### Document text

I checked your pages out yesterday as I do periodically, and noticed
that you didn't come up with what I believe is a solution to the
"gnomes" puzzle. In my solution, regardless of the number of gnomes
(N), N-1 gnomes are guaranteed to survive the King's challenge,
regardless of the sequence of hats that the King chooses.

Since each gnome can see all the hats in front of him and hear all the
answers in back of him, here's what he does. If the number of black
hats in front of him plus the number of times a gnome in back of him
said "black" is even, then he says "white"; otherwise he says "black."
In other words, the rearmost gnome reports the parity of the hats in
front of him, and each subsequent gnome compares the parity report
from behind him to the parity he sees in front of him - a sneaky way
to both use the information and pass it forward.

Here's an example:

The sequence of hats (back to front) is WBWBBBWBWW

W: This gnome sees 5 black hats so he says "Black" (Incorrect)
B: This gnome sees 4 black hats and heard "Black" once,
so he says "Black" (Right)
W: This gnome sees 4 black hats and heard "Black" twice,
so he says "White" (Right)
B: This gnome sees 3 black hats and heard "Black" twice,
so he says "Black" (Right)

### Material provided

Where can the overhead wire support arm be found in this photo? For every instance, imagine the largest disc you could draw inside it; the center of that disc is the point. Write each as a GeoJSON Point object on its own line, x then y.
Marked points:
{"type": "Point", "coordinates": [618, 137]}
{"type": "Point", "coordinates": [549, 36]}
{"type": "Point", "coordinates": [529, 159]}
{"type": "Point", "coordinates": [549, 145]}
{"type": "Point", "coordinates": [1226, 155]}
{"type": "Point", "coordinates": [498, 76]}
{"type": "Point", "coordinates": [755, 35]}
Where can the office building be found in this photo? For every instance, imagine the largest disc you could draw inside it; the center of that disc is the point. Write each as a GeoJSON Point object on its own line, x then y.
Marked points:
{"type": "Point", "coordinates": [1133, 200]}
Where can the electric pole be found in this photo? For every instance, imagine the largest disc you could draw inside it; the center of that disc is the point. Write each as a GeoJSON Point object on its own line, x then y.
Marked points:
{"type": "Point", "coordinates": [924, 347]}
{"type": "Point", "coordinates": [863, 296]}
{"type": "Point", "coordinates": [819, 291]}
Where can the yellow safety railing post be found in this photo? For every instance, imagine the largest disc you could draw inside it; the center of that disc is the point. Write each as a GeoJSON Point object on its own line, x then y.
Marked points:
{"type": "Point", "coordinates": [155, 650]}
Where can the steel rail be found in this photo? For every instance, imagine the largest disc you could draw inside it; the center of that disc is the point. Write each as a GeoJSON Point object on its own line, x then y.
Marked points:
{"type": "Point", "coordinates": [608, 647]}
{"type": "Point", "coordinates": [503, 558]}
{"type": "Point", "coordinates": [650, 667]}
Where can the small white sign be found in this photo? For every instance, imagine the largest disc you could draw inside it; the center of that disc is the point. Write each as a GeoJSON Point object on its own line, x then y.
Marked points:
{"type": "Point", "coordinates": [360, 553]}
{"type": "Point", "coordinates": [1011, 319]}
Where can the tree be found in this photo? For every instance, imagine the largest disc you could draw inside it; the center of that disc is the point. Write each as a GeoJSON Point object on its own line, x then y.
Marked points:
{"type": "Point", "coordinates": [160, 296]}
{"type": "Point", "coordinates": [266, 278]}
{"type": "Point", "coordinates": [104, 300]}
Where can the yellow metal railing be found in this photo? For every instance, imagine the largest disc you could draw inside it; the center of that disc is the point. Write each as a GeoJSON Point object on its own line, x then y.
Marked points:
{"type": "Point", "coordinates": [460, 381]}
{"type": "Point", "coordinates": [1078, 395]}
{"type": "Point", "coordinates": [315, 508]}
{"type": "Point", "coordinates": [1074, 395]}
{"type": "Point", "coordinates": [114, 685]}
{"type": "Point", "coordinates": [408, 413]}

### What is required
Carry on the gnomes hat puzzle solution from its last line. The records were taken from a separate source.

### Answer to this exercise
B: This gnome sees 2 black hats and heard "Black" thrice,
so he says "Black" (Right)
B: This gnome sees 1 black hat and heard "Black" four times,
so he says "Black" (Right)
W: This gnome sees 1 black hat and heard "Black" 5 times,
so he says "White" (Right)
B:  This gnome sees no black hats and heard "Black" 5 times,
so he says "Black" (Right)
W: This gnome sees no black hats and heard "Black" 6 times,
so he says "White" (Right)
W: This gnome sees no black hats and heard "Black" 6 times,
so he says "White" (Right)

To prove that N-1 gnomes are safe, consider just the front N-1 hats.
The rearmost gnome reports the parity of the number of black hats.
The next gnome compares the parity of the N-2 hat sequence in front of
him with the parity the last gnome reported. If the parities are the
same, he says "White", because he knows that that's the only way the
parities could be the same and if the parities are different he says
"Black" - in both cases, he both saves his life, and provides the next
gnome forward with an update of the parity to use for the N- 3 case,
and so on.

A coworker gave me this puzzle a few years ago, and it took me about
a week to figure it out.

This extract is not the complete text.